- _What the exercise asks_:
Reproduce every line of the entries below verbatim, without changing a single character.

- _Data records_:
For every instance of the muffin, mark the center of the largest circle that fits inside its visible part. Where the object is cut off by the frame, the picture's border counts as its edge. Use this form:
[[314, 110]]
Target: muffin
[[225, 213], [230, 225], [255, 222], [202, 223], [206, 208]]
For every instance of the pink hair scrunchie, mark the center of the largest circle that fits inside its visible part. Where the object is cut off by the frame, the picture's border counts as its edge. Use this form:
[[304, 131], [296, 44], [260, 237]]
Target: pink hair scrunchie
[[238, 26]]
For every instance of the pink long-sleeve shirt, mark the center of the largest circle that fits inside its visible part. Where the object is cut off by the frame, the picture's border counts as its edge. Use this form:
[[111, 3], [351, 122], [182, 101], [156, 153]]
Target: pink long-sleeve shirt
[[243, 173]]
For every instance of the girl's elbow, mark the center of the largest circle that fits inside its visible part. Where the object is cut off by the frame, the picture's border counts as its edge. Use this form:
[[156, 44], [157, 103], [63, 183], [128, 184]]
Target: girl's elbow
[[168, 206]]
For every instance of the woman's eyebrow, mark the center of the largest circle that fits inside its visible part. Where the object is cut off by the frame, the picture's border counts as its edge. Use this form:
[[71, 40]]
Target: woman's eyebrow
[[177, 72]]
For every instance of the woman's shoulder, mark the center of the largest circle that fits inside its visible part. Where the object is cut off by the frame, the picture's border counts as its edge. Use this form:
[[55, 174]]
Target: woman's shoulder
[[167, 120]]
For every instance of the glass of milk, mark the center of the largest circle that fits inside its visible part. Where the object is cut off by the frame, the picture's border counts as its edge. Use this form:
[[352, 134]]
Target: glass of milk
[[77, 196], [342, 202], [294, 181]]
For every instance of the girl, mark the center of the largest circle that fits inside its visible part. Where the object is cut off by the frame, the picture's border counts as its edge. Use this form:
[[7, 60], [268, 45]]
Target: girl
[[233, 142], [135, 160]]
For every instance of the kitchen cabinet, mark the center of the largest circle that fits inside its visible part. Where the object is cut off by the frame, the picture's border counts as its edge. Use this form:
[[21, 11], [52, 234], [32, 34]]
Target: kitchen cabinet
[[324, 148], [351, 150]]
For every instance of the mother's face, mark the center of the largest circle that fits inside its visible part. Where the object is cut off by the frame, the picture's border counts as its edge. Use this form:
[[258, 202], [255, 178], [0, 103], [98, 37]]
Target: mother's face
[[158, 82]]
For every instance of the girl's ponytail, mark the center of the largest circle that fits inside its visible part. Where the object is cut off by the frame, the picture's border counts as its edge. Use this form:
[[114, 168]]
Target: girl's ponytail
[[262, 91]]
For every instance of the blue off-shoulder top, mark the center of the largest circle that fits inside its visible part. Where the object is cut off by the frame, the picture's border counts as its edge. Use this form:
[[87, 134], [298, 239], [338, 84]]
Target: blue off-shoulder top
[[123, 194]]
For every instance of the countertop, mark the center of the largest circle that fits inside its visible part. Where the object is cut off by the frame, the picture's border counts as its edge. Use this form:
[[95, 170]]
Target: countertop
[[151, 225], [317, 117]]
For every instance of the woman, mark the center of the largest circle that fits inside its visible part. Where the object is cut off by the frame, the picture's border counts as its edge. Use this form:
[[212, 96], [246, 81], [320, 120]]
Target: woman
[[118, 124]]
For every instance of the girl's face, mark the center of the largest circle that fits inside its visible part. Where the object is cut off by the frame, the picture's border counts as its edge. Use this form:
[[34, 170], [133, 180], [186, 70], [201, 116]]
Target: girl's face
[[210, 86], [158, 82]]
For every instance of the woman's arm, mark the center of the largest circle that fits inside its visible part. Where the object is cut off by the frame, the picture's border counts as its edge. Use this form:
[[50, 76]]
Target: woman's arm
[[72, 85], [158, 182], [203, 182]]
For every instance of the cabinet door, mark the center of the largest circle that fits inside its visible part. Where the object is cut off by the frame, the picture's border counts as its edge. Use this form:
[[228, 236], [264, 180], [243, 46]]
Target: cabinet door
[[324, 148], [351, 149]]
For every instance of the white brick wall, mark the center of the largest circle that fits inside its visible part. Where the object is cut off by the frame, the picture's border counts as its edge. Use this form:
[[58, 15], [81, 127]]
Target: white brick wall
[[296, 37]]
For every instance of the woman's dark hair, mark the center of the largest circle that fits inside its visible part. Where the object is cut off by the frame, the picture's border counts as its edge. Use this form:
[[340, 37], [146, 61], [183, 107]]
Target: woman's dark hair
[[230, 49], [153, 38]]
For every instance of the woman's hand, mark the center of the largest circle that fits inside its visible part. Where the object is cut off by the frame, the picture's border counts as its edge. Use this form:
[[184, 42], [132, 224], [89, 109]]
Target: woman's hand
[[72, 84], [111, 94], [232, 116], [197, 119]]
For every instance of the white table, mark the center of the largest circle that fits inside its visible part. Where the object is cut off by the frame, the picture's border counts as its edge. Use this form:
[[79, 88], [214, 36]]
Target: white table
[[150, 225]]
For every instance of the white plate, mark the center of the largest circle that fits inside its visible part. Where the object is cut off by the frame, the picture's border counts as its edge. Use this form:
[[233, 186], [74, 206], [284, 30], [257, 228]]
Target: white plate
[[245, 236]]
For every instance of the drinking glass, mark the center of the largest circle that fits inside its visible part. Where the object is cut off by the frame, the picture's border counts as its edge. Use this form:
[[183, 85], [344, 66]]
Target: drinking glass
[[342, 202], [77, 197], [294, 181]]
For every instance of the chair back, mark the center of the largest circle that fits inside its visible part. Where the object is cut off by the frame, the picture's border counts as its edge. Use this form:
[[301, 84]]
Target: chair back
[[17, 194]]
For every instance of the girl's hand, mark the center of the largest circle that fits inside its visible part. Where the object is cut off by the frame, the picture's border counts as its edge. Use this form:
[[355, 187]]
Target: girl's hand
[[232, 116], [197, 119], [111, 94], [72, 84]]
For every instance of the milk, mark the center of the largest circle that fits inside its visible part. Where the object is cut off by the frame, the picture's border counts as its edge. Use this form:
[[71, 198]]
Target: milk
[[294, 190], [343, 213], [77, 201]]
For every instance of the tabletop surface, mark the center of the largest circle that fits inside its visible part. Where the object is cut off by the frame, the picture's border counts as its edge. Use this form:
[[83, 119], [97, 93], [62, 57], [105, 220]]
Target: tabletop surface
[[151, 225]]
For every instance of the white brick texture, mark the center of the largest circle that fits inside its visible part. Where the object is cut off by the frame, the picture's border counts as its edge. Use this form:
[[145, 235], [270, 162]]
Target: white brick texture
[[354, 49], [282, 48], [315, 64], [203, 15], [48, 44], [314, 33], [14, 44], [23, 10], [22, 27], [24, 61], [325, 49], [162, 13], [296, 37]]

- _Reply to the exercise_:
For every instance of the muffin, mark the center of the largest circle that fits inside its visible part. Where the object is cut off by the frame, the picture's border counts as its edge. Use this form:
[[314, 110]]
Target: muffin
[[225, 213], [230, 225], [255, 222], [202, 223], [206, 208]]
For every instance of the pink hair scrunchie, mark the center of the largest circle that fits inside its visible part. Where the object is cut off by the frame, the picture's border counts as its edge. Use this form:
[[304, 131], [296, 44], [260, 237]]
Target: pink hair scrunchie
[[238, 26]]
For every instance of the pink long-sleeve shirt, mark the center of the largest circle that fits inside its visible part. Where the object is cut off by the frame, the picture's border counts as its edge. Use this form:
[[111, 3], [351, 122], [182, 101], [156, 153]]
Target: pink long-sleeve shirt
[[243, 173]]
For every instance of the girl's elbow, mark the center of the largest circle that fits inside its visible part. Where the object is cut off by the frame, the picture's border counts as its edge. Use this form:
[[156, 44], [157, 103], [63, 183], [128, 184]]
Target: girl's elbow
[[168, 206]]
For every instance of the woman's eyebrow, mark the center of the largest circle that fits inside its visible part. Where the object is cut off by the frame, the picture's border counts as its edge. Use this form:
[[71, 40]]
Target: woman's eyebrow
[[177, 72]]
For every instance of the woman's shoulder, mark the center of the largest circle that fits inside its visible part. Where the object is cut off by the frame, the picture's border counts as its edge. Use this form:
[[55, 174]]
Target: woman's shoulder
[[167, 120]]
For every instance of the glass of milk, mark the center of the largest circle that fits inside its visible part. Where the object is cut off by the frame, the picture's border counts as its edge. Use this form:
[[352, 134]]
Target: glass of milk
[[77, 196], [342, 202], [294, 181]]
For every instance of the girl, mark the center of the largest circle that fits inside its visible part. Where the object is cut off by the frame, the picture's border counts as its edge. Use this form:
[[7, 60], [268, 45]]
Target: girl
[[233, 142], [135, 160]]
For every instance of the kitchen cabinet, mark the center of the largest circle that fits inside its visible part. Where the object is cut off by the frame, the picture's border counts as its edge. Use this form:
[[21, 11], [52, 234], [32, 34]]
Target: kitchen cabinet
[[324, 148], [351, 150]]
For every instance of the mother's face, mark the center of the largest circle that fits inside its visible part. Where the object is cut off by the frame, the picture's border counts as its edge. Use this form:
[[258, 202], [255, 178], [0, 103], [98, 37]]
Target: mother's face
[[158, 82]]
For every instance of the girl's ponytail, mark the center of the largest circle that fits inside its visible part. Where the object is cut off by the frame, the picture's border counts as its edge. Use this form:
[[114, 168]]
Target: girl's ponytail
[[262, 91]]
For every instance of the blue off-shoulder top, mark the center of the largest circle that fits inside its visible part. Where the object is cut off by the frame, the picture's border counts as its edge. Use this form:
[[87, 134], [298, 239], [338, 84]]
Target: blue off-shoulder top
[[123, 194]]
For every instance of the countertop, mark the center of the largest circle that fits inside its visible part. Where the object is cut off by the frame, the picture's border counts as its edge. Use this form:
[[95, 170]]
Target: countertop
[[151, 225], [317, 117]]
For every instance of the woman, mark the center of the largest circle that fits inside its visible part. Where the object is cut off by the frame, the picture's border counts as its edge. Use this form:
[[212, 96], [246, 81], [320, 120]]
Target: woman
[[118, 124]]
For every instance of the girl's face, mark the center of the largest circle that fits inside its visible part. Where the object is cut off by the frame, the picture's border counts as its edge. Use this form:
[[34, 170], [133, 180], [186, 70], [201, 116]]
Target: girl's face
[[210, 86], [158, 82]]
For every instance of the woman's arm, mark the center of the largest circle that fits inside its visible part. Where the object is cut off by the frame, the picture's border counts as its edge. Use this form:
[[50, 76]]
Target: woman's arm
[[72, 85], [158, 182], [203, 182]]
For every instance of the cabinet door, mark the center of the largest circle that fits inside its visible part. Where the object is cut off by the frame, the picture's border counts as its edge. Use this form:
[[228, 236], [264, 180], [243, 46]]
Target: cabinet door
[[324, 148], [351, 149]]
For every instance of the white brick wall, mark the center of the largest circle that fits inside its visible part. Where the object is cut off by the frame, the picture's border counts as its edge. Use this form:
[[58, 15], [81, 127]]
Target: white brick wall
[[296, 37]]
For every instance of the woman's dark hair, mark the center of the largest circle that fits inside its visible part. Where the object is cut off by the frame, the picture's border counts as its edge. Use this form:
[[340, 37], [146, 61], [183, 107]]
Target: woman's dark hair
[[230, 49], [153, 38]]
For every instance of the woman's hand, mark the center of the largest circle that fits inside its visible part. Where the object is cut off by the frame, the picture's border counts as its edge. Use this form:
[[184, 42], [132, 224], [89, 109]]
Target: woman's hand
[[72, 84], [111, 94], [232, 116], [197, 119]]
For every instance of the white table, mark the center of the largest circle that fits inside its visible part. Where the object is cut off by the frame, the picture's border counts as its edge. Use this form:
[[79, 88], [214, 36]]
Target: white table
[[150, 225]]
For every instance of the white plate, mark the center of the largest circle that fits inside its visible part. Where the object is cut off by the frame, the picture's border counts as its edge. Use this form:
[[233, 186], [74, 206], [284, 30], [257, 228]]
Target: white plate
[[245, 236]]
For every instance of the drinking glass, mark the center of the largest circle that fits inside its visible part. Where the object is cut off by the frame, the picture's border counts as its edge. Use this form:
[[183, 85], [344, 66]]
Target: drinking glass
[[342, 202], [77, 197], [294, 181]]
For every instance of the chair back, mark the center of the largest circle that fits inside its visible part. Where the object is cut off by the frame, the picture's border counts as its edge. Use this form:
[[301, 84]]
Target: chair back
[[17, 194]]
For every instance of the girl's hand, mark the center of the largest circle that fits inside its visible part. Where the object is cut off by the frame, the picture's border counts as its edge. Use this form:
[[355, 187]]
Target: girl's hand
[[232, 116], [197, 119], [111, 94], [72, 84]]
For every instance of the milk, mark the center of the largest circle that fits inside its visible part. Where the object is cut off by the frame, the picture's border counts as its edge. Use this form:
[[71, 198]]
Target: milk
[[294, 190], [343, 213], [77, 201]]
For every instance of the tabletop surface, mark the center of the largest circle that fits inside its visible part. Where the object is cut off by the frame, the picture's border counts as its edge. Use this form:
[[83, 119], [97, 93], [62, 57], [105, 220]]
Target: tabletop surface
[[151, 225]]
For every instance of the white brick texture, mark the center of the largest circle that fits inside its visible part. Where the object is cut off by the frame, the picture's border counts as its edge. Use this form:
[[145, 235], [270, 162]]
Target: white brick texture
[[354, 49], [282, 48], [315, 64], [203, 15], [48, 44], [314, 33], [14, 44], [23, 10], [22, 27], [24, 61], [325, 49], [162, 13], [296, 37]]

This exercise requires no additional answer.